AUFGABEN:
a. Schreib aus dem Lesetext den Abschnitt von „ich haben ein“ bis einschließlich „Ordner JNLP-INF abzulegen?“ wortgetreu ab.
b. Wie müsste die JNLP-Datei laut dem Lesetext heißen?

======== LESETEXT ========

# JNLP Signieren



## A.T. (1. Apr 2011)

Hallo zusammen,

ich haben ein Projekt bei dem die Jars signiert werden müssen. Das Funktionert auch alles wie es soll. Allerdings bekommt man immer die Fehlermeldung das die JNLP-Datei nicht signiert wurde. 

Nach etwas suchen im hier im Forum und im Internet bin ich leider nicht schlauer...

So wie ich das im Moment sehe müsste ich meine JNLP-Datei in das Jar mit der Main Methode packen. Die JNLP-Datei müsste in den Ordner JNLP-INF abgelegt werden und die JNLP-Datei müsste APPLICATION.JNLP heißen.

Das hätte aber zur Folge das ich nur eine einzige JNLP-Datei verwenden könnte!? Ich brauche aber mindestens zwei!

Gibt es eine Möglichkeit einen beliebigen Namen zu verwenden? 
Ist es überhaupt richtig die JNLP-Datei in den Ordner JNLP-INF abzulegen?
Was ist mit Variabeln wie $$codebase? Können die weiter verwendet werden?

Danke für eure Hilfe!
Gruß
Andreas


----------



## hansmueller (1. Apr 2011)

Hallo,

warum mußt du auch die JNLP-Datei signieren? Das ist eigendlich etwas ungewöhnlich. Den meisten reicht es, wenn die Jars signiert sind.

======== VORLIEGENDE DATEN ========

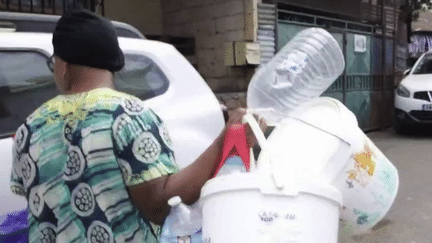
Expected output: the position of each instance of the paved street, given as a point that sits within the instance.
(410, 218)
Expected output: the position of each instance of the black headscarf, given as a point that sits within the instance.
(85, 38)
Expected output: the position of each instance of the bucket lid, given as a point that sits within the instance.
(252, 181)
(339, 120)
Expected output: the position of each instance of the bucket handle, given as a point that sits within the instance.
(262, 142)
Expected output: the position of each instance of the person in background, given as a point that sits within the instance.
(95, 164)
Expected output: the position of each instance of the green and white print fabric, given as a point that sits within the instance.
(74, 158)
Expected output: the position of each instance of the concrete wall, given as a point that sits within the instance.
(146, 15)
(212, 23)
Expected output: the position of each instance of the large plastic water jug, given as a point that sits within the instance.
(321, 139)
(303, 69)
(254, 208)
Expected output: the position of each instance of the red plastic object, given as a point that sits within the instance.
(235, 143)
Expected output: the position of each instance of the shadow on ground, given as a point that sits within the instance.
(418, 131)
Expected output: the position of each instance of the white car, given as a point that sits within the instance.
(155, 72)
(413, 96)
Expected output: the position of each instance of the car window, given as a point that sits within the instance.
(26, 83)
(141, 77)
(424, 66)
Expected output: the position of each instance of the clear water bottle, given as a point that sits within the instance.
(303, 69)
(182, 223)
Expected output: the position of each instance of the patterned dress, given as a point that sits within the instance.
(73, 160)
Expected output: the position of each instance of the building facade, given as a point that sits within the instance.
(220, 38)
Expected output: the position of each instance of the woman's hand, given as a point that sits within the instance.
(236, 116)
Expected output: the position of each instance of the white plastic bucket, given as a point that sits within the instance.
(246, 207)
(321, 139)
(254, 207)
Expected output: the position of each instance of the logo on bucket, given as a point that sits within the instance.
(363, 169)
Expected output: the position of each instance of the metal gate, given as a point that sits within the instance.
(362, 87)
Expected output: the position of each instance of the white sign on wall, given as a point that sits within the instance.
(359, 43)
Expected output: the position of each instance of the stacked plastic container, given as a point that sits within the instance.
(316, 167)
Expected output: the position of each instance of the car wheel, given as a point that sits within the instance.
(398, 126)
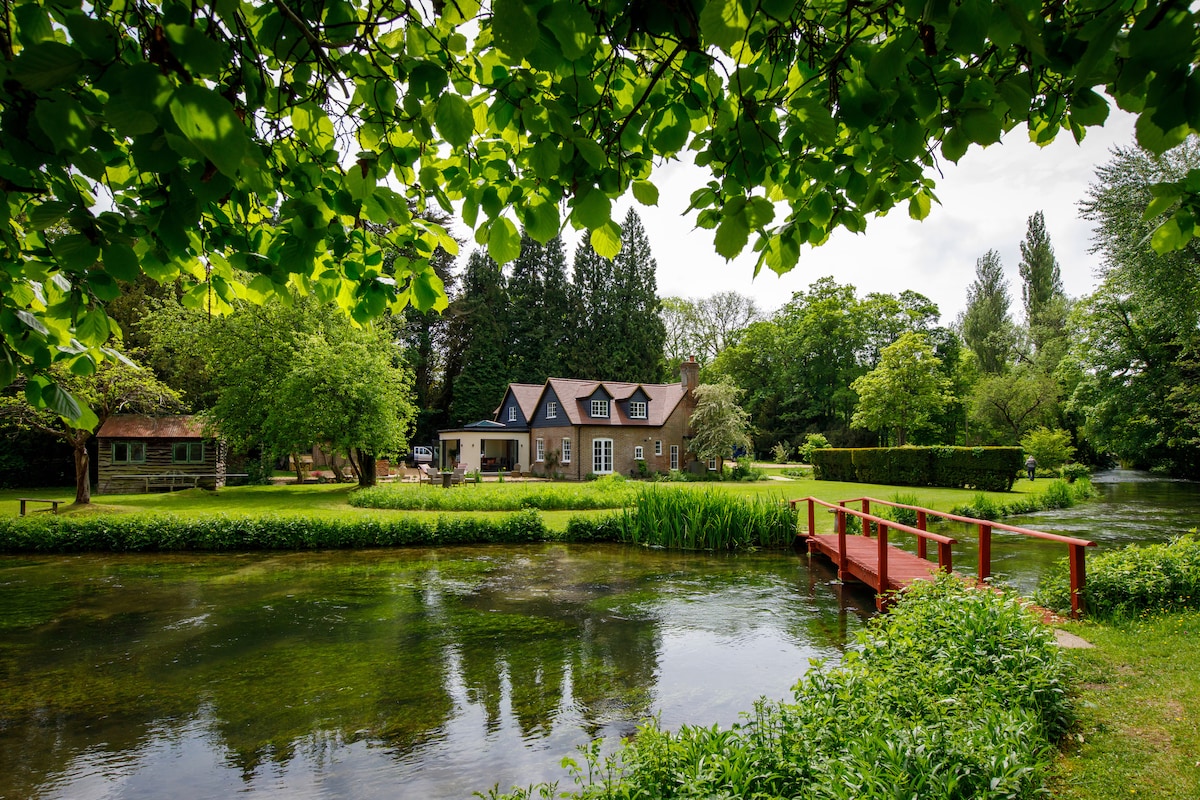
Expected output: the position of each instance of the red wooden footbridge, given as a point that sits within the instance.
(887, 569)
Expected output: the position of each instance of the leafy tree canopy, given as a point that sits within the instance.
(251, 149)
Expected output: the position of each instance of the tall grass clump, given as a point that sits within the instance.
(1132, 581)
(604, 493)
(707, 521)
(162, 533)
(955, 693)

========
======== VORLIEGENDE DATEN ========

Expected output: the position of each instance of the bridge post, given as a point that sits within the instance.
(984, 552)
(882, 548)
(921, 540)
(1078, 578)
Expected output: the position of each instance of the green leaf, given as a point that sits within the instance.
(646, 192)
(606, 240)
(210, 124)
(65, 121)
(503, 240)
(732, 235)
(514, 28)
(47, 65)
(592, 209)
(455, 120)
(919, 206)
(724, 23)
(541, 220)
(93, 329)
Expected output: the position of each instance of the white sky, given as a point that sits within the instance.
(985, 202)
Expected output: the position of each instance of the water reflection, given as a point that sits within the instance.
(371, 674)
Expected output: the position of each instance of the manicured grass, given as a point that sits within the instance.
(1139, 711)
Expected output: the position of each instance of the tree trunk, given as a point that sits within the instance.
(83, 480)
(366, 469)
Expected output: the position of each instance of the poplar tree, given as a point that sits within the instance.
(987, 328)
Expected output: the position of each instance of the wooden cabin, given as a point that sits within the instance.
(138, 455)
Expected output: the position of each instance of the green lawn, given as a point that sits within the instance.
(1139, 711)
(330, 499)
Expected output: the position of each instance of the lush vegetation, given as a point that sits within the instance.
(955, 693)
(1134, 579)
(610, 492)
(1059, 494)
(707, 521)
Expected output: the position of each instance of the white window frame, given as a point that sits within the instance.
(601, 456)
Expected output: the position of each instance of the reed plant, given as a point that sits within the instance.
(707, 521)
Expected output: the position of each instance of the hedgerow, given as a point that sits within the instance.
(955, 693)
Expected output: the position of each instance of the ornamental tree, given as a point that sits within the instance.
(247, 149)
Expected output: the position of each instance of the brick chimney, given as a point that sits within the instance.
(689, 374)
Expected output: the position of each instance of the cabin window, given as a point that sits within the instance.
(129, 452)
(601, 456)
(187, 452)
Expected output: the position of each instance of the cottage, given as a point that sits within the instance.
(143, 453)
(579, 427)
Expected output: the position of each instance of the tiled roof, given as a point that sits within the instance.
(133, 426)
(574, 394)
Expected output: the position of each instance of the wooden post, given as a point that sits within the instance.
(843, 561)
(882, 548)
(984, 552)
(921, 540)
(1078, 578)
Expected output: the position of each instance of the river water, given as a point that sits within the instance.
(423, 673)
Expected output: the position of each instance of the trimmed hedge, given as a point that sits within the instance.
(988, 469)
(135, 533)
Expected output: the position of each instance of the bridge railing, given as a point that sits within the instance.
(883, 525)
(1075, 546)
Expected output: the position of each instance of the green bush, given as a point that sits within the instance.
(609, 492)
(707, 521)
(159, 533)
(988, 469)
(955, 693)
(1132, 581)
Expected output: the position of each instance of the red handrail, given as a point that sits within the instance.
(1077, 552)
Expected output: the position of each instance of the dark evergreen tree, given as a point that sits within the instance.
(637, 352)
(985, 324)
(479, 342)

========
======== VORLIEGENDE DATEN ========

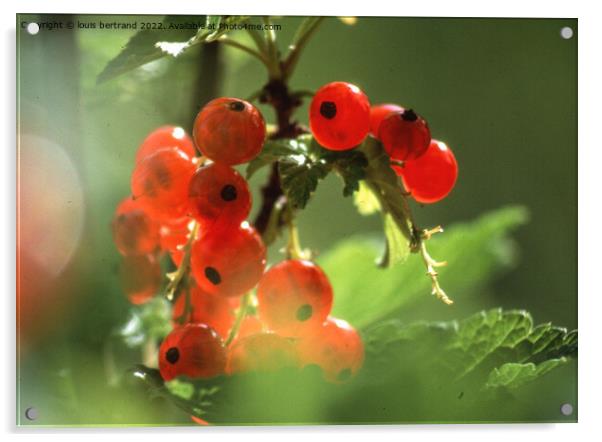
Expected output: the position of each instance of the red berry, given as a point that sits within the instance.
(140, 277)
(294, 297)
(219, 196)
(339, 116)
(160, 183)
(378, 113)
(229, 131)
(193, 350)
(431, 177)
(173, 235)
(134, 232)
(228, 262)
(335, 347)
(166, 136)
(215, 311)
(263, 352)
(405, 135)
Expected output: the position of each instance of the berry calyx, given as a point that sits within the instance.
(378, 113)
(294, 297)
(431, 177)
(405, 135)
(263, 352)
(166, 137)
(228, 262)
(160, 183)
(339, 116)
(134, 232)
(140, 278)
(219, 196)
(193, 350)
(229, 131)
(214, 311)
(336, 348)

========

LÖSUNGEN:
a.
ich haben ein Projekt bei dem die Jars signiert werden müssen. Das Funktionert auch alles wie es soll. Allerdings bekommt man immer die Fehlermeldung das die JNLP-Datei nicht signiert wurde. 

Nach etwas suchen im hier im Forum und im Internet bin ich leider nicht schlauer...

So wie ich das im Moment sehe müsste ich meine JNLP-Datei in das Jar mit der Main Methode packen. Die JNLP-Datei müsste in den Ordner JNLP-INF abgelegt werden und die JNLP-Datei müsste APPLICATION.JNLP heißen.

Das hätte aber zur Folge das ich nur eine einzige JNLP-Datei verwenden könnte!? Ich brauche aber mindestens zwei!

Gibt es eine Möglichkeit einen beliebigen Namen zu verwenden? 
Ist es überhaupt richtig die JNLP-Datei in den Ordner JNLP-INF abzulegen?

b. APPLICATION.JNLP